Work task: In how many lines of the records below does the word "head" appear? Reply with the number only.

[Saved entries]
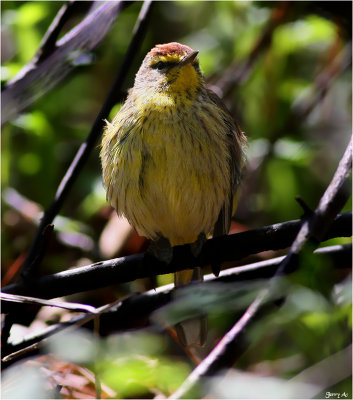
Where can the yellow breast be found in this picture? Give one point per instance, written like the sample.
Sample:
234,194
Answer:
166,167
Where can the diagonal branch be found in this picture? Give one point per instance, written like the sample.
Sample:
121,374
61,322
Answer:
129,312
126,269
37,78
312,230
86,148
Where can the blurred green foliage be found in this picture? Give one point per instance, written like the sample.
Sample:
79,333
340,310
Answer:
287,156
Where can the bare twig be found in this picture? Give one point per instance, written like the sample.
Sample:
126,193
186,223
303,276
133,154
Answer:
86,148
126,269
36,79
48,44
312,229
77,322
140,306
13,298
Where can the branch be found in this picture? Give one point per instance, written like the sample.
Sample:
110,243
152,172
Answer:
313,230
48,44
133,312
90,142
126,269
41,75
12,298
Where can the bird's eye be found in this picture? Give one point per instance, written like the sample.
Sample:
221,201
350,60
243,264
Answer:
160,65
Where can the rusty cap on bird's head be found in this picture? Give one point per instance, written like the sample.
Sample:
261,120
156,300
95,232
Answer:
179,52
170,48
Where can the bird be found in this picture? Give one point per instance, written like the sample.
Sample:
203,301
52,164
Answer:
172,160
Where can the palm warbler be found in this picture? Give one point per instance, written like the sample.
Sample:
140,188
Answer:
172,160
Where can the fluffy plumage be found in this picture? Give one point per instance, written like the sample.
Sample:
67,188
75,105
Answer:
172,156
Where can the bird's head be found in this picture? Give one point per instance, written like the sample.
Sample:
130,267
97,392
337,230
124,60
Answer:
171,67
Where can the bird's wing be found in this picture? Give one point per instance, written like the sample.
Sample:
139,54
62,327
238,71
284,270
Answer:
236,144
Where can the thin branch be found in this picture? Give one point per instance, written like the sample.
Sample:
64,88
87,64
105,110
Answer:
48,44
128,313
12,298
311,230
127,269
89,144
36,79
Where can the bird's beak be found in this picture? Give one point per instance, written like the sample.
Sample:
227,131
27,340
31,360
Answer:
188,59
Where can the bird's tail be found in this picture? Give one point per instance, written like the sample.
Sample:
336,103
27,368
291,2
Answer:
193,331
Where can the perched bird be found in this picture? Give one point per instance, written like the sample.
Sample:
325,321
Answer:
172,159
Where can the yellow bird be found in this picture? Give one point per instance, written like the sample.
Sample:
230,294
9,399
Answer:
172,159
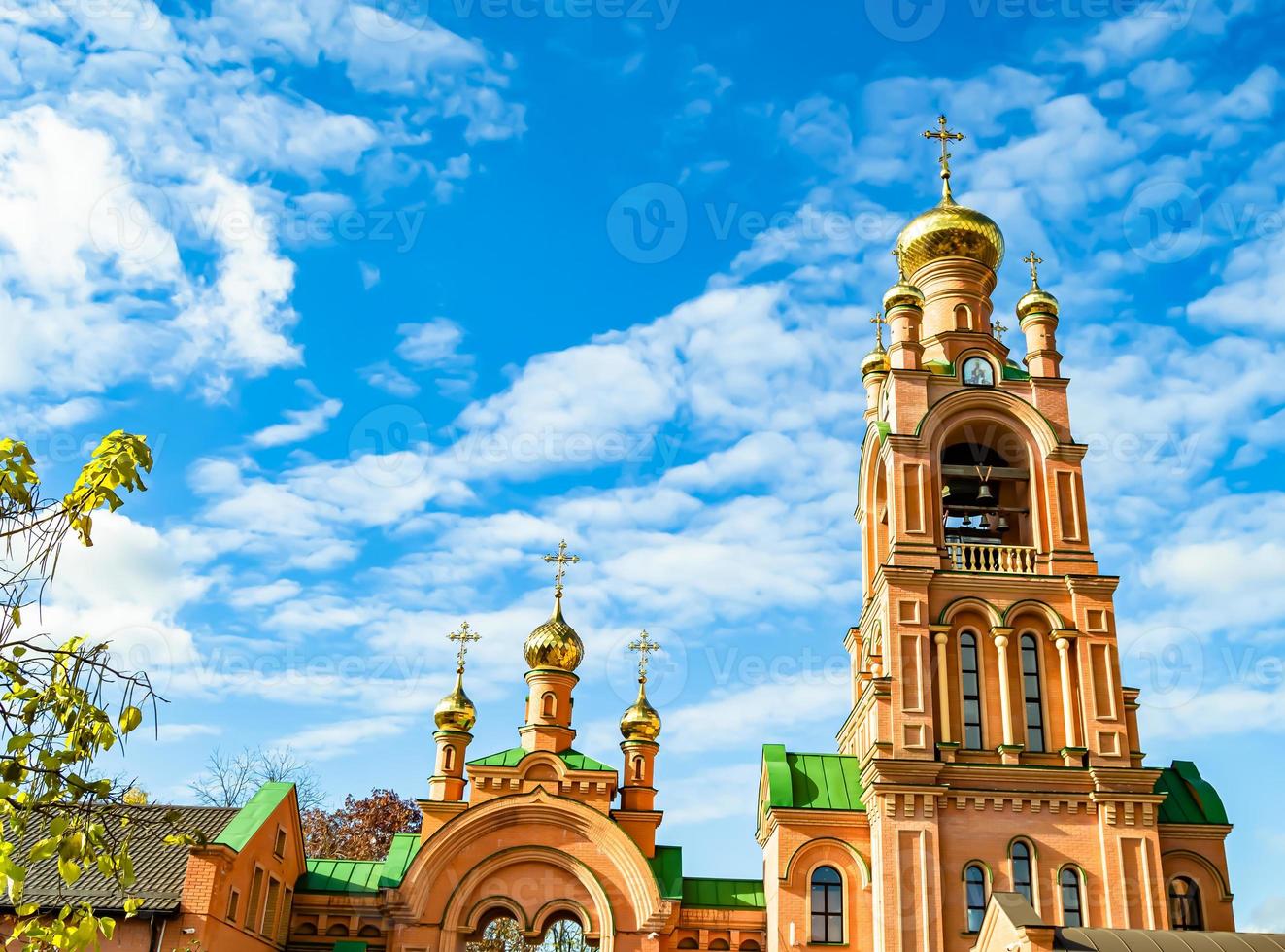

Task output: 2